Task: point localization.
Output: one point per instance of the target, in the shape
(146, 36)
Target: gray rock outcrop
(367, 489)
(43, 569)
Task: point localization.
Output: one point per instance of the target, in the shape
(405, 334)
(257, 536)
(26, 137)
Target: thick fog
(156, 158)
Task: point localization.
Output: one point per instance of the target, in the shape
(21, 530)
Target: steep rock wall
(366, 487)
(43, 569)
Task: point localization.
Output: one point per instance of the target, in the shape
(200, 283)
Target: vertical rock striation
--
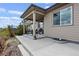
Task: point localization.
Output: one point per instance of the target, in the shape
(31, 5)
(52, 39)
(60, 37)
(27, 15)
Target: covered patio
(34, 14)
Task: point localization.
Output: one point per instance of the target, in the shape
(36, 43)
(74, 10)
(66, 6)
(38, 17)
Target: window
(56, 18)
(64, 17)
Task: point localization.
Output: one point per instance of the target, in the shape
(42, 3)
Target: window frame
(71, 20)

→ Problem to solve: In the listing above, find the line containing "Target: steep rock wall" and the line containing "Target: vertical rock striation", then repeat those two lines and everything between them exactly.

→ Answer section:
Target: steep rock wall
(366, 487)
(43, 569)
Task: point localization.
Output: one point per instance of the target, in the shape
(200, 283)
Target: vertical rock striation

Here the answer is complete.